● Textauszug:
>>>>

Das ist, gemessen an dem Nischenpublikum, an das sich ein derartiges Buch richtet, ein großer Erfolg. Ich habe, ehrlich gesagt, nicht damit gerechnet. Das Buch hat streckenweise den Duktus eines Lehrbuchs. Das macht die Lektüre ebenso herausfordernd wie den Schreibprozeß (und das Lektorat, für das ich mich bei Frau Kositza und Götz Kubitschek herzlich bedanke.) Als Lohn für die Lektüre winkt ein Effekt, den mir schon viele bestätigt haben. Wenn man RCVR aufmerksam liest, verändert sich die eigene Sicht auf rechte Politik, das rechte Lager und rechte Parteien nachhaltig und tiefgründig.
In diesem Beitrag will ich die positiven und negativen Rezensionen der letzten Monate kurz zusammenfassen. (Sollte ich eine wichtige übersehen haben, bitte ich um einen Hinweis in den Kommentaren.)
Positive Rezensionen
Die erste positive Rezension stammt von meinem Freund und Kollegen Manfred Kleine-Hartlage. Da ich seine scharfe Sprache und klare Analyse bewundere, ehrte sie mich besonders. Er erkannte auch genau mein zentrales Anliegen, Grundbegriffe und Strukturen für die Debatte vorzuschlagen. Sein schmeichelhaftes Fazit lautet, daß „an diesem Werk in den nächsten zehn Jahren keiner mehr vorbeikommen wird, der über rechte Strategie schreibt, und das gilt für Freund und Feind“.

<<<<

● Vorliegendes Material:
>>>>

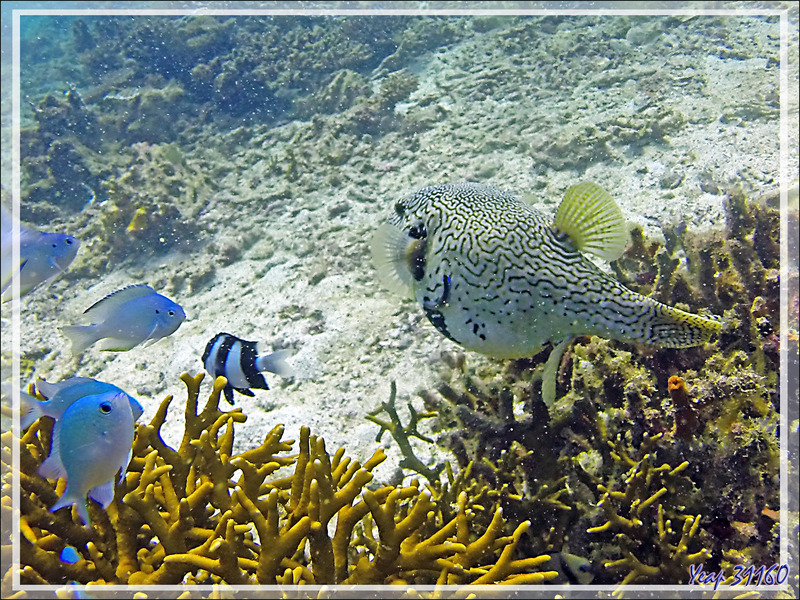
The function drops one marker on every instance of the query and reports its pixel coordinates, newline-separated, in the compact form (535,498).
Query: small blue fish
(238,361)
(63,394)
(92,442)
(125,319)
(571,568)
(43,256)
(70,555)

<<<<
>>>>

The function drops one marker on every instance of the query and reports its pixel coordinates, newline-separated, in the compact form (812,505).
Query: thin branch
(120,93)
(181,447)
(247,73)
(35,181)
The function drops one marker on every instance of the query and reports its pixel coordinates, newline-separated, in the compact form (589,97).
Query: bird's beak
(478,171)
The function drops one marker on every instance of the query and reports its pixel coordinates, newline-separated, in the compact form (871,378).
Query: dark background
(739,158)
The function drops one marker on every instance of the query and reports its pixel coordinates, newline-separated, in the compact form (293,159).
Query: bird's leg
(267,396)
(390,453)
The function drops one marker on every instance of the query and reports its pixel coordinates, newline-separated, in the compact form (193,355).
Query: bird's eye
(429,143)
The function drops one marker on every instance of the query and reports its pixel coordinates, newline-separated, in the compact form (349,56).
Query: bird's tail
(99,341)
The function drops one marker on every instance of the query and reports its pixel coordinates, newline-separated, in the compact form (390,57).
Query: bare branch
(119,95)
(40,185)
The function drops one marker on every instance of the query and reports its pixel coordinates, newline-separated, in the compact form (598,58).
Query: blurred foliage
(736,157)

<<<<

● Aufgabe A:
Beantworte anhand des Textauszugs über die Rezensionen zu RCVR:
(i) Wem wird für das Lektorat gedankt?
(ii) Was soll der Beitrag laut eigener Ankündigung leisten?
(iii) Von wem stammt die erste positive Rezension?
● Aufgabe B:
Fasse den Textauszug über die Rezensionen zu RCVR in zwei Sätzen zusammen.
Das Material hat mit dem Textauszug nichts zu tun.

● Lösung A:
(i) Frau Kositza und Götz Kubitschek
(ii) Er soll die positiven und negativen Rezensionen der letzten Monate kurz zusammenfassen.
(iii) Von Manfred Kleine-Hartlage

● Lösung B:
Das streckenweise wie ein Lehrbuch geschriebene Buch RCVR ist gemessen an seinem Nischenpublikum ein großer Erfolg und verändert laut Textauszug bei aufmerksamer Lektüre die Sicht auf rechte Politik nachhaltig. Der Beitrag fasst die Rezensionen der letzten Monate zusammen, darunter die positive von Manfred Kleine-Hartlage, der zufolge in den nächsten zehn Jahren niemand an dem Werk vorbeikommt, der über rechte Strategie schreibt.